→ Work request
Copy the records word for word, from their first line through the line that contains "positive clicks: (58, 1) (193, 38) (134, 17)". Leave the pictures out of your copy.

'''

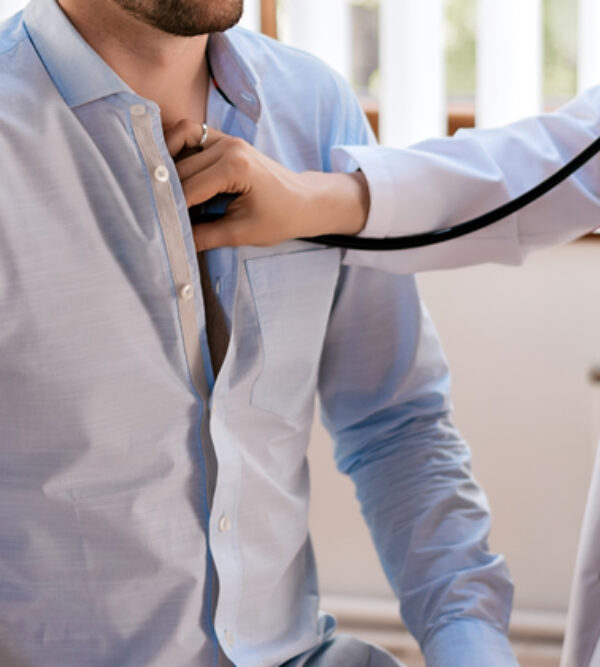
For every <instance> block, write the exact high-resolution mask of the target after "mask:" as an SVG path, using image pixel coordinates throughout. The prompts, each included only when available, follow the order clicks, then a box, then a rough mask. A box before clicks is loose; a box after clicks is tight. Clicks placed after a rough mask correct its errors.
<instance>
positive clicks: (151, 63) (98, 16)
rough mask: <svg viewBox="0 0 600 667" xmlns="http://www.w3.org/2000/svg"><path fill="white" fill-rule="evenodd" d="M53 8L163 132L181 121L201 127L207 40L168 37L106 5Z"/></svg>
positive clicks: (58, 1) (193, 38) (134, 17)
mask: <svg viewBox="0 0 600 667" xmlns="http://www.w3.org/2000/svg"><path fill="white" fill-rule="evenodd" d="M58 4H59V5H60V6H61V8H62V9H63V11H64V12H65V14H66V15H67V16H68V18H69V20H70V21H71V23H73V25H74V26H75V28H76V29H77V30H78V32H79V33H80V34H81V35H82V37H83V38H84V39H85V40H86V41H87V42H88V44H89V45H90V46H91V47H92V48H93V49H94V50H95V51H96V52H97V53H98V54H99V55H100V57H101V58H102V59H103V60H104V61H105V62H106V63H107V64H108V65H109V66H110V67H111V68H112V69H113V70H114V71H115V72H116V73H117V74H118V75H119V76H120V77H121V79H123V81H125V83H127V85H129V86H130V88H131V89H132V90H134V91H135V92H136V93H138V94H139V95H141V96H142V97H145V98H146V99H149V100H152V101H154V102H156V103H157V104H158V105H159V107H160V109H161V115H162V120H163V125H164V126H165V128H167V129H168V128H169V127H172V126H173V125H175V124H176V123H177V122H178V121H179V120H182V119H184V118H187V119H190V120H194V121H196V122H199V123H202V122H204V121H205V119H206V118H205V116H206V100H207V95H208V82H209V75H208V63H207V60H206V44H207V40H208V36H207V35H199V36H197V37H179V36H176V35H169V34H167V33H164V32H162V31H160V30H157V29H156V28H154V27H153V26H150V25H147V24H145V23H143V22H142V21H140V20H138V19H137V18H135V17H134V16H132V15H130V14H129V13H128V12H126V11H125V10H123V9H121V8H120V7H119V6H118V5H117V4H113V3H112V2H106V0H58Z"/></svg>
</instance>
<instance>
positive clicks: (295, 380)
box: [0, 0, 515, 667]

'''

→ Written answer
For every <instance> block, write the exact high-resolution mask of the target after "mask:" as an SVG path, using image pixel coordinates throughout. The prompts, each included only when available, follow the order clicks, then a box, then a rough mask. A box before clicks is loose; a box after clicks is tight. Clicks placed after a rough mask correct its errors.
<instance>
positive clicks: (151, 63) (98, 16)
rough mask: <svg viewBox="0 0 600 667" xmlns="http://www.w3.org/2000/svg"><path fill="white" fill-rule="evenodd" d="M53 8L163 132L181 121L201 127L207 40L168 37L106 5Z"/></svg>
positive clicks: (58, 1) (193, 38) (134, 17)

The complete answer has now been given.